┌─ Selected text
Abstract
Public mourning is not a spontaneous expression of grief but a symbolic and political practice. Sociologist Bin Xu examines a new trend in recent decades, the “democratization of public mourning,” that celebrates our symbolic equality and individuality instead of affirming status hierarchies.
Fans across the globe mourned the loss of Steve Jobs, creating memorials like this one in Shibuya, Tokyo.
Roberto Maxwell
When Apple CEO Steve Jobs died in October 2011, Apple users around the world turned Apple stores into shrines, laying flowers, his portrait, and even in one case (at a Miami Apple store) a half-eaten apple, to express their sorrow. Several days later, I asked my students why they thought so many people mourned Jobs’s death. A few suggested that Jobs gave us “cool” and “user-friendly stuff.” He changed our lifestyle. He was a “self-made” and “creative” guy—and even a “genius.” He is everyone’s dream of what they hope to achieve.
One of my students, however, raised her hand to challenge that view. “Jobs never invented anything,” she said. “He stole other people’s ideas.” She went on: “Apple products are cool, but they’re made in those sweatshops where workers frequently commit suicide.” The products are user-friendly but environment-unfriendly, and Jobs was an ill-tempered and manipulative man, she said.
“Yeah, I know, but who cares?” said a Jobs admirer. Few students mourned Jobs because of his moral traits. Though they were aware of his character defects, they spoke about how he changed our lives. He turned our dull-looking computers into hip commodities, our MP3 players into fashion statements, and our cell phones into portable fun machines. In other words, they mourned Jobs to thank him for making us more connected, cooler, and hipper.
└─
┌─ Data provided
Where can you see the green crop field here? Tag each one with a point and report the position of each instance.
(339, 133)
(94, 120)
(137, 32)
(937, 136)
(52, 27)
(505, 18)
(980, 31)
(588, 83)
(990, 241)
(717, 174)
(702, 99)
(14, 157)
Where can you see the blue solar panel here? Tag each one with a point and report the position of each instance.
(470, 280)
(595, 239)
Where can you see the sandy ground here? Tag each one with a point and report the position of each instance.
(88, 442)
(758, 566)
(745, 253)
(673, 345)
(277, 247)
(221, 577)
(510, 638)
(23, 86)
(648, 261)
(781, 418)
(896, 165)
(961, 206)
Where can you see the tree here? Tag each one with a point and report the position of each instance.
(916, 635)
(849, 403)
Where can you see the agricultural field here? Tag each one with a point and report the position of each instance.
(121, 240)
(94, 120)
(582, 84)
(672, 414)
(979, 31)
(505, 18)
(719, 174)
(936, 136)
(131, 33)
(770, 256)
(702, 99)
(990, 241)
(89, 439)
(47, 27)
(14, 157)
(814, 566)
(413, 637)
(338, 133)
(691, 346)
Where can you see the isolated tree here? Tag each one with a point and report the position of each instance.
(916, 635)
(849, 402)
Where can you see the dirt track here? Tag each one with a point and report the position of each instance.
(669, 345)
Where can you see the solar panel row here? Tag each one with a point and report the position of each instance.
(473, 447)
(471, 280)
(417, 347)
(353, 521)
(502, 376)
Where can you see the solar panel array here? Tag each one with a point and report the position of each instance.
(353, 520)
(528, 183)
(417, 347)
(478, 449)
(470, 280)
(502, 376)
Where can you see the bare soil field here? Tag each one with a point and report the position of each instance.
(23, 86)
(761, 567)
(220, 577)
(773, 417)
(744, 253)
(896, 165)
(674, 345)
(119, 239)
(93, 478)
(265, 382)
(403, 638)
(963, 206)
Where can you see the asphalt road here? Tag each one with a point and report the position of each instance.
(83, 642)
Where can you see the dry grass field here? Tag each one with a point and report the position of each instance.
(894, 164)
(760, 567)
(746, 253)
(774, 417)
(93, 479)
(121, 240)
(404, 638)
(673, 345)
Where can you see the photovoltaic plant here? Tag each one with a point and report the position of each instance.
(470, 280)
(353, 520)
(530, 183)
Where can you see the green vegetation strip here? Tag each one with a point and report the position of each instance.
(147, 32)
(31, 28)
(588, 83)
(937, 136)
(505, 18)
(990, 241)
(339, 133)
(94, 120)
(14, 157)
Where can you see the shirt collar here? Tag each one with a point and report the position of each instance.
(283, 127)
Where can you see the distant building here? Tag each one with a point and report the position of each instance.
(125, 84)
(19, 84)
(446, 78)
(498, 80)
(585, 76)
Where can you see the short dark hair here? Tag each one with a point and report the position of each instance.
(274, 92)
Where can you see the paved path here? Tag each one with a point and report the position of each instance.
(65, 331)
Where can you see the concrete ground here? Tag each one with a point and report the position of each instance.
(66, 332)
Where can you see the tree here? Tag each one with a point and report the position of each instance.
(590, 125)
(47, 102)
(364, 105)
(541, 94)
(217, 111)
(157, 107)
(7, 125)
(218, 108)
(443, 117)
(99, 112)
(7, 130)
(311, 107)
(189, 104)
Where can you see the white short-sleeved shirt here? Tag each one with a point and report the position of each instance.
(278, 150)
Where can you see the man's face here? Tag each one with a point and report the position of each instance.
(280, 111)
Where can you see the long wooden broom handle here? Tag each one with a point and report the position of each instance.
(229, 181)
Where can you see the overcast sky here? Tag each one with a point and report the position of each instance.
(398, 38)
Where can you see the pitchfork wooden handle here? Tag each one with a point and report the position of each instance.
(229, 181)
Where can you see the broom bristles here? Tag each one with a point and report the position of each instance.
└─
**Written tasks:**
1. Reproduce the passage on public mourning word for word, everything from "Roberto Maxwell" down to "hope to achieve.".
2. In the passage on public mourning, what was left at a Miami Apple store after Steve Jobs died?

**Task-by-task results:**
1.
Roberto Maxwell
When Apple CEO Steve Jobs died in October 2011, Apple users around the world turned Apple stores into shrines, laying flowers, his portrait, and even in one case (at a Miami Apple store) a half-eaten apple, to express their sorrow. Several days later, I asked my students why they thought so many people mourned Jobs’s death. A few suggested that Jobs gave us “cool” and “user-friendly stuff.” He changed our lifestyle. He was a “self-made” and “creative” guy—and even a “genius.” He is everyone’s dream of what they hope to achieve.

2. A half-eaten apple.